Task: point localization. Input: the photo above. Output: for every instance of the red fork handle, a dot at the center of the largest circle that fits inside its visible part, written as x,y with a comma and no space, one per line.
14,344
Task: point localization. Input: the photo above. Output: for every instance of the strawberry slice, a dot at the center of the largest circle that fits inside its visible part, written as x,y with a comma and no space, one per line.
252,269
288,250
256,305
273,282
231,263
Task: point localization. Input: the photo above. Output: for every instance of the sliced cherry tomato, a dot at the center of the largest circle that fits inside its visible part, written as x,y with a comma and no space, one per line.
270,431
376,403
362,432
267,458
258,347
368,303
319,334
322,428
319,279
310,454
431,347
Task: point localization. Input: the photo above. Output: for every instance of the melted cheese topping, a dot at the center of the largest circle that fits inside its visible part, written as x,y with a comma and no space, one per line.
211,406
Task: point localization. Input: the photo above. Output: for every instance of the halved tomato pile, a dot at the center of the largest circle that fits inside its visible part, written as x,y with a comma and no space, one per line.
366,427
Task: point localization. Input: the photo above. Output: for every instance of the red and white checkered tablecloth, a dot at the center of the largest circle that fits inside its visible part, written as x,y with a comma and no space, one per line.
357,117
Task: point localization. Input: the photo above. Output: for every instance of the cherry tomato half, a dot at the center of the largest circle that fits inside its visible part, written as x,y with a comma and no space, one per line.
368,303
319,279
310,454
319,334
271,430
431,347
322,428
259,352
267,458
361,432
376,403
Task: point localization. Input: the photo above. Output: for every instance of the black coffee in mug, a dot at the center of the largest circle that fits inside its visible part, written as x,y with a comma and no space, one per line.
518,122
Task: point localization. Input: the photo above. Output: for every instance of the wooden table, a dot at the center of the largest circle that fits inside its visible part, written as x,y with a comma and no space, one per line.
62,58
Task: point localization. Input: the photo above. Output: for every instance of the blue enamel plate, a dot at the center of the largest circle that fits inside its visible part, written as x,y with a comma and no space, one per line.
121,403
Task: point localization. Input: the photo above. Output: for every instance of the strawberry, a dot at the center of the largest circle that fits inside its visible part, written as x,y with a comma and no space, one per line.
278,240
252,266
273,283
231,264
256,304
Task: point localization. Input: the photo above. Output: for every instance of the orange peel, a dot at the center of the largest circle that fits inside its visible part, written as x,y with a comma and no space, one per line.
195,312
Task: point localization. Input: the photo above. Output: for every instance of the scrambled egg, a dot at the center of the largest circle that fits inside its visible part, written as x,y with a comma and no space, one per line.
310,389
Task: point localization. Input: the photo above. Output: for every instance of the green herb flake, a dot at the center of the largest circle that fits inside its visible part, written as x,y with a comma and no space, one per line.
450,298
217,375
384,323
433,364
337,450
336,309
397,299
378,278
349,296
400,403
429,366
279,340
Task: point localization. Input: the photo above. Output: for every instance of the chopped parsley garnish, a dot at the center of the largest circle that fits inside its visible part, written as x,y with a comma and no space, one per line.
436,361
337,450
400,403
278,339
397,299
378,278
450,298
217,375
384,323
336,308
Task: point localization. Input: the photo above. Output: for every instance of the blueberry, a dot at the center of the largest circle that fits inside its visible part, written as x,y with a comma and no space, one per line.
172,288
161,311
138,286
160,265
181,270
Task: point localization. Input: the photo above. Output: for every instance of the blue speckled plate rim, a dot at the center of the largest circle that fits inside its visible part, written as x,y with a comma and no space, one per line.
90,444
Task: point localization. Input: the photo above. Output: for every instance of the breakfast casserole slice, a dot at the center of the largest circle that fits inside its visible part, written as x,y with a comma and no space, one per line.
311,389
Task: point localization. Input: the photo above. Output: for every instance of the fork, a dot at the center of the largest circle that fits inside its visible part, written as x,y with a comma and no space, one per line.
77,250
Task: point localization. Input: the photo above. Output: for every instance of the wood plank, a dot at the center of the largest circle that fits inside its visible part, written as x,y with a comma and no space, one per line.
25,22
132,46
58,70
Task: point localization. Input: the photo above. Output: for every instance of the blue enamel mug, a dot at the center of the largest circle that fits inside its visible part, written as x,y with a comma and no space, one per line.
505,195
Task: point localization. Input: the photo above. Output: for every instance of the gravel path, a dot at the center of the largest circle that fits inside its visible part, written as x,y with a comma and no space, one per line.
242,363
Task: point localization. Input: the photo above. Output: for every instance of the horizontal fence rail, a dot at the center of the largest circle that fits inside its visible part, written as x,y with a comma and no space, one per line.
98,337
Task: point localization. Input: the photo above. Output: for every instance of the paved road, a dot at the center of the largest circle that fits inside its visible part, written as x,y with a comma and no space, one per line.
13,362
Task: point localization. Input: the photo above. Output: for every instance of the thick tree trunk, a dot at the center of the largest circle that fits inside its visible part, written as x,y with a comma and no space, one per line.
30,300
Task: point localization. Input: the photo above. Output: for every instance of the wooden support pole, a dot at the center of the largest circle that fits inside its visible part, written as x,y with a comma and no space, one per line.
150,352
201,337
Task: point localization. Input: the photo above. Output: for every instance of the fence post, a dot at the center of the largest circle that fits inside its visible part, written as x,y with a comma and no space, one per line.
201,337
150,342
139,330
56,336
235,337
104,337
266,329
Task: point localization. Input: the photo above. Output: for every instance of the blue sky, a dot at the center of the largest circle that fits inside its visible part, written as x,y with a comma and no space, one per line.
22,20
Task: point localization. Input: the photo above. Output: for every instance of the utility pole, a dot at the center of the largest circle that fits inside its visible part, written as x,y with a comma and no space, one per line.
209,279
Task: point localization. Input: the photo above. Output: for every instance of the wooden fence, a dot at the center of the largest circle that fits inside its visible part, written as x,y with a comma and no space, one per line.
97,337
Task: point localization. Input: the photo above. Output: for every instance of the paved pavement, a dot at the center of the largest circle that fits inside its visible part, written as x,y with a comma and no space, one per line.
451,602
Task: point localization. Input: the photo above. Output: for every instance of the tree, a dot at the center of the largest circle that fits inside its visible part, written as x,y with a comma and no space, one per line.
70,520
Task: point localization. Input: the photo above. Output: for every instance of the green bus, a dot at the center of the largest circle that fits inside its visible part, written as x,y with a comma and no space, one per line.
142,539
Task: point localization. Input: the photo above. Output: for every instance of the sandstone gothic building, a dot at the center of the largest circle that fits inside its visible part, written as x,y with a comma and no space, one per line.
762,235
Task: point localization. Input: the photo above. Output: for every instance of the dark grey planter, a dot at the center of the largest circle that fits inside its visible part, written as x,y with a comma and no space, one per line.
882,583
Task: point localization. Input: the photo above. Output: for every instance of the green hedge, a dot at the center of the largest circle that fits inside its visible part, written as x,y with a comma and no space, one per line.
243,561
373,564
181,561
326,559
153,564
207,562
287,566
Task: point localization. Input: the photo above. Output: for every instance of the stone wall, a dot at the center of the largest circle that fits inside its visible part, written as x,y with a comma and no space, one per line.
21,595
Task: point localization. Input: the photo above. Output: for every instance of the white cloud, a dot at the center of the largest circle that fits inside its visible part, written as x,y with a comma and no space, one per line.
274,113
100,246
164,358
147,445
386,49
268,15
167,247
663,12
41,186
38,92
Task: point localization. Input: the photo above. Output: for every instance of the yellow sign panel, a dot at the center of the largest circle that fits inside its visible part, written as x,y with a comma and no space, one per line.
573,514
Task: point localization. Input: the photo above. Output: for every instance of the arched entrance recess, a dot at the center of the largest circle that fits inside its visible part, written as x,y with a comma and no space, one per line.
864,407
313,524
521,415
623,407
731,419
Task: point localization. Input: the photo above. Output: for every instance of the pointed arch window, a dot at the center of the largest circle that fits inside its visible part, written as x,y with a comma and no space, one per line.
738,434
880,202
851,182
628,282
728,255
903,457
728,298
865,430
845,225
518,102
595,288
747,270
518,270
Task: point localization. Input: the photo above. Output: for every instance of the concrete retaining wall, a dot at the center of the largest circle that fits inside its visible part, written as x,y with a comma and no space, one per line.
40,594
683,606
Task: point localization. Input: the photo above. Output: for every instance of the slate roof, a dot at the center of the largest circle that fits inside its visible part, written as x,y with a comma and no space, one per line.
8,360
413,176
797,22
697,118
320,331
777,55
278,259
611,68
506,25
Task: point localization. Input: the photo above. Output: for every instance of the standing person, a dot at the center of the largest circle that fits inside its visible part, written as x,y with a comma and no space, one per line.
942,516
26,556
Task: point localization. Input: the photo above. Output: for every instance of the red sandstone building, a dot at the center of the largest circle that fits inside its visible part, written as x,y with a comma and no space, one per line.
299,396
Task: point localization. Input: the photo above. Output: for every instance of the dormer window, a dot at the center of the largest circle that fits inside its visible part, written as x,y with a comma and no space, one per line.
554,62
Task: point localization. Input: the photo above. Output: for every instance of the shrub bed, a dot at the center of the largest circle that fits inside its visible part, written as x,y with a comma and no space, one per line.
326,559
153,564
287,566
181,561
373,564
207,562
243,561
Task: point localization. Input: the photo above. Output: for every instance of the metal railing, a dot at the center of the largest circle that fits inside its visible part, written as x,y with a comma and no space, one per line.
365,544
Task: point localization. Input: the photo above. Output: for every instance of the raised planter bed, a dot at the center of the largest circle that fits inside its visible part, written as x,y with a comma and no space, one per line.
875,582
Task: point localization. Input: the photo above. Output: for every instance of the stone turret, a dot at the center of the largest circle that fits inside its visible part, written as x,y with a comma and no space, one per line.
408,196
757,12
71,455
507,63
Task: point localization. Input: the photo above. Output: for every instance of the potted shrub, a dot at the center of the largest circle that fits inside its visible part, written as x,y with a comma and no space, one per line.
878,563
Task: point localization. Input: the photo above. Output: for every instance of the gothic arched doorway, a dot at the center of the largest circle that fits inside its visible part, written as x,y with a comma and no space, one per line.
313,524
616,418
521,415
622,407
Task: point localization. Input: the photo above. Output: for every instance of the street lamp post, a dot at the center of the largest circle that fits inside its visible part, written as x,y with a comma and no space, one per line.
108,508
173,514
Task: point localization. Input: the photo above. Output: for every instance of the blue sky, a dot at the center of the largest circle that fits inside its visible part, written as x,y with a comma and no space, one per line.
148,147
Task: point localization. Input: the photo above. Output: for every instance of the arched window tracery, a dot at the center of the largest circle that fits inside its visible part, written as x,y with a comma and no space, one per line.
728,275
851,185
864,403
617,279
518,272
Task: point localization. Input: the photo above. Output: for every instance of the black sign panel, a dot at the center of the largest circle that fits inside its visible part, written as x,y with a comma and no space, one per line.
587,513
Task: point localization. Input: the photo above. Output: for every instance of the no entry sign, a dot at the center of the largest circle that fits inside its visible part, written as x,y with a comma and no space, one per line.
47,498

* * * * * * *

- Direction -
Extract, verbatim, the lines from the one containing "of the raised" through the last line of the listing above.

- Expected answer -
Task: point localization. Input: the photo above. Output: for every instance of the raised planter bed, a dot at the center of the largest circle that fits inside its visible part, written as x,y with a comma and no space, one per line.
875,582
Task: point localization. Input: the photo above. Output: for every instance of the stone turret, a dot at the center of the largest circle that fits inside its visible part, written as x,y with a comma and no space, one per line.
408,196
757,12
71,455
507,63
Task: point localization. Input: the photo above. Output: for every instance of the potted shrub, a dot at the center of the largest circle that fits inside its visible part, written as x,y with a comma and no space, one per line.
878,563
Task: point localization. Input: the photo above. Output: for every instance of the gothic arched doorway, a dot at the center of the largest circle that fits inside its visible part, written as x,y with a comma and no space, one per line.
313,524
616,418
521,415
622,407
Task: point localization. Input: the photo above. Output: for every instance of the street lamp post, a dot at the center of the largest circle that fits inside its visible part, written as x,y with a comma and no space, one per line.
108,508
173,514
Task: point localization. Input: the photo above. Output: for every instance of the blue sky, a dot at the center of the largest circle that fits inside its visible part, written as x,y with a comma and no space, one per line.
148,147
Task: point localization. Input: the photo above. Output: for every instance of the arched window tracery, a dot at the center of the largest circle that fits inside its visible part, written as x,y with a comma and no space, one per line.
728,275
851,185
864,403
617,279
518,272
Task: point localization. Input: the photo above. Output: for every instance of the black sign panel, a dot at the center of the largest circle that fits inside its visible part, written as x,y with a comma and no space, one per line.
587,513
Task: point localization. Input: the photo above. Output: for every instance of the no entry sign, a dot at the center of the largest circle that fits inside its visible part, written as x,y with a comma and no space, one per line.
47,498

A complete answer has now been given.